_What is being asked_
Without changing anything, copy out each entry.

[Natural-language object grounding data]
^^^^
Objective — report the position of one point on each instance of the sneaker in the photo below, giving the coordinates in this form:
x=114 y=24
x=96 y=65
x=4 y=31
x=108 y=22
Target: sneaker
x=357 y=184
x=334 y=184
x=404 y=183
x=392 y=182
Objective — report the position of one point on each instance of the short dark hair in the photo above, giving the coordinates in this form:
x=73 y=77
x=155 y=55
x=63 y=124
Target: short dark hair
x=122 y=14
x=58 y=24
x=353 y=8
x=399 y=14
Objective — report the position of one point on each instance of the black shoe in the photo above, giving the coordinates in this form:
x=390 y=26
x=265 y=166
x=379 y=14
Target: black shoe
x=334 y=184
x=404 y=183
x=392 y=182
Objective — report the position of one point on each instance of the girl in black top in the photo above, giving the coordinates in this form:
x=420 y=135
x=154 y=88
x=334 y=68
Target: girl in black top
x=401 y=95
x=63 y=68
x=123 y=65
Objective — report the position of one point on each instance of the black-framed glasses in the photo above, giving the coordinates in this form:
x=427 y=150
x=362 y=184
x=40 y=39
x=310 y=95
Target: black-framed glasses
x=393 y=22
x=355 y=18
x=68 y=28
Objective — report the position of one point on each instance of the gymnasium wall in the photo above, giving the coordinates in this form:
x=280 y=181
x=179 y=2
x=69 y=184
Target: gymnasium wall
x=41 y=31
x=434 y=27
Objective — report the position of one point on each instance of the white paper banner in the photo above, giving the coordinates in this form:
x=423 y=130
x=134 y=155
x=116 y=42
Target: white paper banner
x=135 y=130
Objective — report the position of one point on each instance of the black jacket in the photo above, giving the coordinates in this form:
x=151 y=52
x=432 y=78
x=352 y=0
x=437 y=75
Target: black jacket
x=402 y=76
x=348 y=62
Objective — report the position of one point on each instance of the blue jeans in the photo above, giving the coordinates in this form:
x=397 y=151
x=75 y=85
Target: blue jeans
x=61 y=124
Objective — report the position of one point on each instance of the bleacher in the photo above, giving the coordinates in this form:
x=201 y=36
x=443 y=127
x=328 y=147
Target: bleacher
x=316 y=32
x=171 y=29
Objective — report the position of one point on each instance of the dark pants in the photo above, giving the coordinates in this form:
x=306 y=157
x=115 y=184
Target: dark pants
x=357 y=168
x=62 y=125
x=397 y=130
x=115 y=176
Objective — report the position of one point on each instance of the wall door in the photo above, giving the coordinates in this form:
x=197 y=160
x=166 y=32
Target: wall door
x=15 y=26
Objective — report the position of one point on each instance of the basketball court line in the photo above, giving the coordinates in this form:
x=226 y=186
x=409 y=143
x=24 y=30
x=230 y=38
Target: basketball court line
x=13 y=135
^^^^
_Solution to the problem_
Objective — report the position of one point on each instance of the sneaker in the photo below, giving the coordinates in this form:
x=114 y=24
x=96 y=65
x=4 y=31
x=108 y=22
Target: sneaker
x=357 y=184
x=334 y=184
x=404 y=183
x=392 y=182
Objective — report the position of one point on each instance of the short dark hair in the photo above, giving the coordinates in this form:
x=73 y=77
x=155 y=55
x=63 y=124
Target: short dark hair
x=122 y=14
x=58 y=24
x=353 y=8
x=399 y=14
Objective — report the position of one point on each instance of the black shoe in the photo above, giving the coordinates in this form:
x=390 y=26
x=265 y=166
x=379 y=14
Target: black shoe
x=334 y=184
x=404 y=183
x=392 y=182
Objective — report the position of one point on each instance of the girl in black top in the photo above, giving the coordinates in this form:
x=420 y=135
x=154 y=88
x=334 y=68
Target: girl in black top
x=401 y=95
x=63 y=68
x=123 y=65
Objective — report the position of one point on each instance of the black-framed glasses in the photo above, giving the coordinates in this form:
x=427 y=150
x=362 y=184
x=40 y=39
x=310 y=95
Target: black-framed glasses
x=393 y=22
x=355 y=18
x=68 y=28
Objective — report the position of one point on each instance of the gymnasium wall in the photo above, giving the coordinates in this form:
x=280 y=181
x=179 y=2
x=69 y=184
Target: gymnasium wall
x=41 y=31
x=434 y=27
Objective — report the position of one point on each instance of the white paper banner in the photo above, giving the coordinates in this form:
x=423 y=130
x=134 y=155
x=116 y=42
Target: white paper banner
x=135 y=130
Objective — report the position of one point on each instance of the black jacket in the photo above, giving the coordinates in this form:
x=151 y=52
x=432 y=78
x=352 y=0
x=437 y=75
Target: black jacket
x=402 y=76
x=348 y=62
Objective — report the position of one point on each instance of the blue jeans in the photo above, giving the coordinates in this form:
x=397 y=151
x=75 y=85
Target: blue jeans
x=61 y=124
Objective — report the position of one point on each instance of the bleacher in the photo above, giving the coordinates in this form:
x=201 y=36
x=443 y=127
x=328 y=147
Target: bleacher
x=316 y=32
x=171 y=29
Objective — report the position of one point on each instance of the dark pants in the photo above, giving the coordinates in this form:
x=306 y=157
x=115 y=184
Target: dark pants
x=357 y=168
x=62 y=125
x=397 y=130
x=115 y=176
Objective — report the position of one point on each instance of the wall door in the photo above, giving the coordinates in this form:
x=197 y=160
x=166 y=32
Target: wall door
x=15 y=26
Objective — report the position of one point on each instance of the basketball court line in the photo above, giving the coordinates in this form:
x=226 y=186
x=409 y=143
x=24 y=30
x=230 y=38
Target: basketball court line
x=13 y=135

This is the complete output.